§ **TEXTE FOURNI**:
---
Les promesses de Dieu à Abraham : voir Genèse, XII, 1-3 : « 1. Le Seigneur dit ensuite à Abram : Sortez de votre pays, de votre parenté et de la maison de votre père, et venez en la terre que je vous montrerai. 2. Je ferai sortir de vous un grand peuple ; je vous bénirai ; je rendrai votre nom célèbre, et vous serez béni. 3. Je bénirai ceux qui vous béniront, et je maudirai ceux qui vous maudiront ; et tous les peuples de la terre seront bénis en vous. »

Sur ces promesses, voir Saint Augustin, Cité de Dieu, XVI, Bibliothèque augustinienne, p. 245. Double promesse temporelle et spirituelle ; que Dieu donnera une terre en Canaan, qu’il sera le père de toutes les nations qui imitent sa foi. Développement des promesses divines : p. 249. La promesse spirituelle : p. 254. L’alliance, sa portée spirituelle : p. 259. Confirmation de la promesse faite à Isaac, p. 305.
---
§ **Données collectées**:

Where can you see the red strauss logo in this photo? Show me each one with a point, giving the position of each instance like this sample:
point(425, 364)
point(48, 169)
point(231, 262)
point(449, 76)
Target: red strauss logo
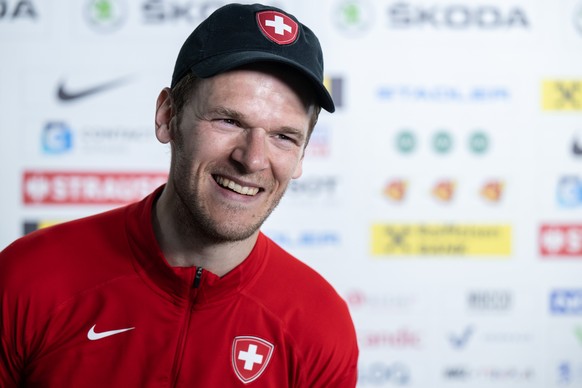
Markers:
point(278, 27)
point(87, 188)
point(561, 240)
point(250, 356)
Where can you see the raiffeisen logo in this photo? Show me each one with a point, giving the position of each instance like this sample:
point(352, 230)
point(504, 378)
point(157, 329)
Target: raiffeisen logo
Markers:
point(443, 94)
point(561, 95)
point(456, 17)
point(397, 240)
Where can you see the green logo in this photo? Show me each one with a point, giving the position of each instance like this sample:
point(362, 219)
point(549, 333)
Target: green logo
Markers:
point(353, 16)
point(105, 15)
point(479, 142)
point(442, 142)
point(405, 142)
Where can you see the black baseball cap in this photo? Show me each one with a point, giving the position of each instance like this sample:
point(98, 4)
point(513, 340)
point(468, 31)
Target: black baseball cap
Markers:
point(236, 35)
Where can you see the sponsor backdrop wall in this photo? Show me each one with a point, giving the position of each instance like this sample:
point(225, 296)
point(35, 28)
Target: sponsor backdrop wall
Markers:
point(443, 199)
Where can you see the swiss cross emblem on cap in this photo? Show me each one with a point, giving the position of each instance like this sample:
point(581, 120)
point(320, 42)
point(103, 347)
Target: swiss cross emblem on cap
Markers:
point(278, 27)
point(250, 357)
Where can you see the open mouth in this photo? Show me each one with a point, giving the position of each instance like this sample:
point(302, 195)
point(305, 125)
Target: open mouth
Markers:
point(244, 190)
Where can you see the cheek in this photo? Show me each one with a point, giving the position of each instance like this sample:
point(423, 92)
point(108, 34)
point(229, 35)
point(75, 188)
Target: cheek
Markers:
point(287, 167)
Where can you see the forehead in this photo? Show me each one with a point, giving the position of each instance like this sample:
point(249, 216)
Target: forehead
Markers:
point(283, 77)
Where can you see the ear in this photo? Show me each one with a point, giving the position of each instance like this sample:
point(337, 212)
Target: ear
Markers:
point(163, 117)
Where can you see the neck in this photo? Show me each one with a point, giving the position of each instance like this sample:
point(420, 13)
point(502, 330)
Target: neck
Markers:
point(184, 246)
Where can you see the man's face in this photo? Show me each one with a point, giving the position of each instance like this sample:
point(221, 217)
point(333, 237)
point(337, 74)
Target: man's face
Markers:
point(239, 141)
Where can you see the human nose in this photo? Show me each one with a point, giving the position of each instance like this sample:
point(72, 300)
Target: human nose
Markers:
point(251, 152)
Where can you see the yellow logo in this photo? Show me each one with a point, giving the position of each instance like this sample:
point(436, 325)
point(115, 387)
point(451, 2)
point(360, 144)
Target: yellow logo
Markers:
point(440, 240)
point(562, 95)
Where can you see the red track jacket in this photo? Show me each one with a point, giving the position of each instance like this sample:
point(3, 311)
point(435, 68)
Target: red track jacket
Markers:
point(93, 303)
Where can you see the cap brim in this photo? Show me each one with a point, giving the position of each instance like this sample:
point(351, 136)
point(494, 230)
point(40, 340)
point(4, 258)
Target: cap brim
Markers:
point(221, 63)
---
§ **CONSIGNES**:
(1) Veuillez recopier le passage du texte sur les promesses de Dieu à Abraham qui commence à "Les promesses de" et se termine à "à Isaac, p. 305.".
(2) Rédigez la suite du texte sur les promesses de Dieu à Abraham, à partir de sa dernière phrase.
Les données n'interviennent pas dans ce travail.

§ **CORRIGÉS**:
(1)
Les promesses de Dieu à Abraham : voir Genèse, XII, 1-3 : « 1. Le Seigneur dit ensuite à Abram : Sortez de votre pays, de votre parenté et de la maison de votre père, et venez en la terre que je vous montrerai. 2. Je ferai sortir de vous un grand peuple ; je vous bénirai ; je rendrai votre nom célèbre, et vous serez béni. 3. Je bénirai ceux qui vous béniront, et je maudirai ceux qui vous maudiront ; et tous les peuples de la terre seront bénis en vous. »

Sur ces promesses, voir Saint Augustin, Cité de Dieu, XVI, Bibliothèque augustinienne, p. 245. Double promesse temporelle et spirituelle ; que Dieu donnera une terre en Canaan, qu’il sera le père de toutes les nations qui imitent sa foi. Développement des promesses divines : p. 249. La promesse spirituelle : p. 254. L’alliance, sa portée spirituelle : p. 259. Confirmation de la promesse faite à Isaac, p. 305.

(2)
Loi figurative 30 (Laf. 275, Sel. 306). Dieu voulant faire paraître qu’il pouvait former un peuple saint d’une sainteté invisible et le remplir d’une gloire éternelle a fait des choses visibles. Comme la nature est une image de la grâce il a fait dans les biens de la nature ce qu’il devait faire dans ceux de la grâce, afin qu’on jugeât qu’il pouvait faire l’invisible puisqu’il faisait bien le visible.

Il a donc sauvé le peuple du déluge ; il l’a fait naître d’Abraham, il l’a racheté d’entre ses ennemis et l’a mis dans le repos.

L’objet de Dieu n’était pas de sauver du déluge, et de faire naître tout un peuple d’Abraham pour nous introduire que dans une terre grasse.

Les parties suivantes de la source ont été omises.